▶ [Action item] Please repeat word for word the part of the school-lunch column below that opens with the words containing "Becca and Bailey would" and closes with "much less meatloaf.".

[Opening Selected extract section]

Just when I was feeling pretty satisfied about my ability to fix school lunches for Becca and Bailey, along comes a national news story that suggests we should all become lunchbox gourmets.
Chefs, cookbook authors and other food experts have all sorts of advice on preparing a better school lunch.
One national news magazine reports that one food magazine editor always includes a protein, like a thin slice of meatloaf with cranberry chutney on whole-wheat bread or stir-fried steak in peanut sauce on a bran muffin sliced horizontally and covered with cream cheese.
Are you kidding me?
Becca and Bailey would gag if I packed such meals in their lunchboxes.
As veteran readers of my column know, 12-year-old Becca can't be bribed to eat pizza, much less meatloaf.
She does like peanut butter and jelly sandwiches, but only those where the peanut butter and jelly are mixed together.
She also dines on ready-to-eat sliced cheese and crackers, complete with a cookie for dessert. She likes bottled water, too.
Becca's been known to go hungry rather than eat something she doesn't like. So there's no point sending her to school with Tuscan pasta or barbecue beef.
One food expert on the Food Network packs taco kits for her teenage daughter, complete with salsa and precooked rotisserie chicken.
Joni and I don't go to such an extreme. When you're rushing around in the morning trying to make lunch, wake up the kids and feed the dog, it's best to go with the simple approach.
Bailey, our 8-year-old, loves those small, make-your-own cheese pizza in seconds with ready-to-spread pizza sauce.
A Chicago chef suggests sending your kid to school with such munchy items as sesame sticks, low-fat popcorn or flavored rice cakes.
Please, enough is enough. In our household that would be considered cruel and unusual punishment. Becca and Bailey like popcorn, the messy, buttery kind. They would ignore the low-fat stuff.

[Closing Selected extract section]
[Opening Entries provided section]

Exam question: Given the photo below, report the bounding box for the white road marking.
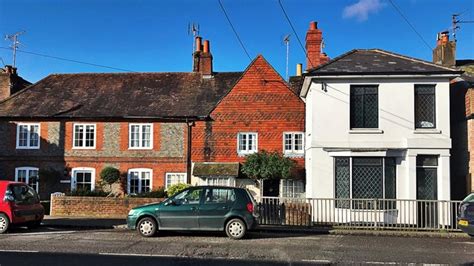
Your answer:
[6,231,77,236]
[0,249,39,253]
[99,252,177,258]
[301,260,331,263]
[454,242,474,245]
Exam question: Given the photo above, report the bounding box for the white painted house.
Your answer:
[300,49,460,224]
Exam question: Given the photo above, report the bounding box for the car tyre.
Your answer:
[137,217,158,237]
[225,218,247,239]
[0,213,10,234]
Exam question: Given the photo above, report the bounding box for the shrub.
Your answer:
[100,166,120,185]
[66,189,109,197]
[242,151,296,180]
[166,183,191,197]
[130,187,166,198]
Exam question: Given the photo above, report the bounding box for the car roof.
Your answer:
[190,186,243,189]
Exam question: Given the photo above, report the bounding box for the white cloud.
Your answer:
[342,0,385,21]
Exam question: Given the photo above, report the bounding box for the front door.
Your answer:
[158,188,203,230]
[199,188,236,230]
[416,155,438,228]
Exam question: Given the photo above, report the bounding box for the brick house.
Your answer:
[0,34,304,197]
[433,32,474,197]
[192,22,329,197]
[0,53,240,197]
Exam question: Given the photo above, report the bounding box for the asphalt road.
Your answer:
[0,228,474,266]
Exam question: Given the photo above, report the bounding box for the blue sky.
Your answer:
[0,0,474,82]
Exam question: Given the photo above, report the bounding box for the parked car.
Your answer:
[458,193,474,237]
[0,181,44,234]
[127,186,257,239]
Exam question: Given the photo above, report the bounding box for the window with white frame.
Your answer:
[16,123,40,149]
[15,167,39,192]
[335,157,397,209]
[129,124,153,149]
[71,167,95,191]
[206,177,235,187]
[73,124,96,149]
[127,168,153,194]
[280,179,305,198]
[283,132,304,156]
[165,173,186,188]
[237,132,258,154]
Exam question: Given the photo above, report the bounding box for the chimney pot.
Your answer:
[196,36,202,52]
[203,40,209,53]
[296,64,303,77]
[5,65,13,74]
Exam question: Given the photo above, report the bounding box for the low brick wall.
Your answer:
[50,194,163,218]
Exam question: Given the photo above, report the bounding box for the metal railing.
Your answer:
[258,197,461,231]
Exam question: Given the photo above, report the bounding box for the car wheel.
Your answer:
[137,217,158,237]
[225,219,247,239]
[0,213,10,234]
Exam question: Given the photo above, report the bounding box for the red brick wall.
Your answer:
[192,56,305,167]
[50,195,163,219]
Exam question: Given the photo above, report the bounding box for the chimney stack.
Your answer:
[193,36,212,77]
[306,21,329,70]
[433,31,456,67]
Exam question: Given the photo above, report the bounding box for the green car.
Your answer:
[127,186,257,239]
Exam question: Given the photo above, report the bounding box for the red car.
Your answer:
[0,181,44,234]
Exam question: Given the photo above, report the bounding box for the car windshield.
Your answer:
[463,193,474,202]
[9,185,39,205]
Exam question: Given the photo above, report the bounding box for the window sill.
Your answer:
[413,128,441,134]
[237,151,257,157]
[16,147,39,150]
[349,128,383,134]
[283,153,304,158]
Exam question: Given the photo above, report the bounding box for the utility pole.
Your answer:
[188,22,199,54]
[5,30,25,67]
[283,34,290,81]
[451,12,474,41]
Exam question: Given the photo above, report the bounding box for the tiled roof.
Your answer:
[306,49,461,76]
[0,72,242,119]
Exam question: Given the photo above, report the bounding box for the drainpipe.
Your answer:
[186,119,196,184]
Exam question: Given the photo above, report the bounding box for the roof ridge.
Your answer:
[307,49,363,73]
[48,71,243,76]
[370,48,457,71]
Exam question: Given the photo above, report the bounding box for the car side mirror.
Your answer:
[3,191,15,202]
[165,200,176,206]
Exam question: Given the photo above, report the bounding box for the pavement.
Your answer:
[0,224,474,266]
[43,215,470,239]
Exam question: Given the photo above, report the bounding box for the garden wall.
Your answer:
[50,194,163,219]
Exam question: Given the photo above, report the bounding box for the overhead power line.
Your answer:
[0,47,138,73]
[219,0,252,61]
[278,0,314,69]
[388,0,433,51]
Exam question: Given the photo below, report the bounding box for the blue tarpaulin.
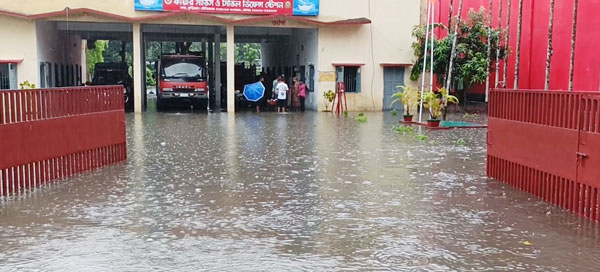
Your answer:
[244,82,265,102]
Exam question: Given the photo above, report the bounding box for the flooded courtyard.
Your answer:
[0,112,600,272]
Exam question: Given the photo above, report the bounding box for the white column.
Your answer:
[227,25,235,113]
[213,33,221,111]
[133,23,144,113]
[81,40,90,84]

[Closing Entries provided section]

▶ [Result for this task]
Becca and Bailey would gag if I packed such meals in their lunchboxes.
As veteran readers of my column know, 12-year-old Becca can't be bribed to eat pizza, much less meatloaf.